= The problem =
In this exercise, write out the data word for word and leave every image out.
═══ Records
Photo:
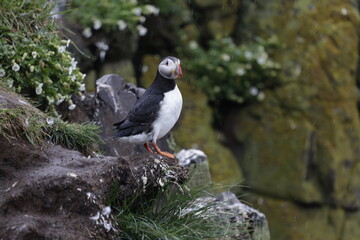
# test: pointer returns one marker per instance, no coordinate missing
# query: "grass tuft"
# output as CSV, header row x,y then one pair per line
x,y
38,128
172,215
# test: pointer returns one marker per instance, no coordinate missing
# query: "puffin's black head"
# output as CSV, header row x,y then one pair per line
x,y
169,67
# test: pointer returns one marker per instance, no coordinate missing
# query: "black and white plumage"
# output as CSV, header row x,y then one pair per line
x,y
156,111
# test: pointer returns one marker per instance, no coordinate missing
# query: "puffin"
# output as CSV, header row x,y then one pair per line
x,y
156,111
══════
= Response to the task =
Photo:
# test: pointer returns one marker per instance, no coordinate missing
# query: "grass tuft"
# output as CSV, header row x,y then one pair per line
x,y
38,128
172,215
# test: pointer returns one marker per instance, no coordinate missing
# query: "puffin's black head"
# output as CSV, header row x,y then one pair per line
x,y
169,67
# test: pointer returns one marker per instance, no coordinate missing
# query: "black and white plumage"
# output as CSV, header row x,y then one pair per line
x,y
156,111
# test: pointer returns one marker per instance, no coordinate missing
# query: "puffin"
# output as CSV, header row x,y then one pair per line
x,y
156,111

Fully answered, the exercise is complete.